◆ Exercise prompt: Find every line in the listing below that contains the word "road", and copy each of those lines.

========================================================================

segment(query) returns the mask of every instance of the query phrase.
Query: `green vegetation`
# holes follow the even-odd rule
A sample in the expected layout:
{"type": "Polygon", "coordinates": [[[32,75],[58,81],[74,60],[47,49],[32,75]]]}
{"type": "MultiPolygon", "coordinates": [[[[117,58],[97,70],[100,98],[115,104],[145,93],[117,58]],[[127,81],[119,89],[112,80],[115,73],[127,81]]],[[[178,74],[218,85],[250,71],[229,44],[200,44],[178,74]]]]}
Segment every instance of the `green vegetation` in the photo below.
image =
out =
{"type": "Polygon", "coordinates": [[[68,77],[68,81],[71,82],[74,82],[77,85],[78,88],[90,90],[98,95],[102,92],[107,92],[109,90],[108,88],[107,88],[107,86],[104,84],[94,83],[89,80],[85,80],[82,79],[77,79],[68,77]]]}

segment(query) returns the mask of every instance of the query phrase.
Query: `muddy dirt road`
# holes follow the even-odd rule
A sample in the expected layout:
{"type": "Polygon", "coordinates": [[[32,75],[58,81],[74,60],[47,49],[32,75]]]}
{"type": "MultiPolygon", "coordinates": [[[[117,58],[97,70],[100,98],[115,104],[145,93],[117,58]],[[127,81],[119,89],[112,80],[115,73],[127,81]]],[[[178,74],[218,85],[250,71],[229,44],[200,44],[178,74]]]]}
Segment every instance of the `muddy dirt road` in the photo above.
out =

========================================================================

◆ Answer:
Query: `muddy dirt road`
Segment every instance of the `muddy dirt road` in the photo above.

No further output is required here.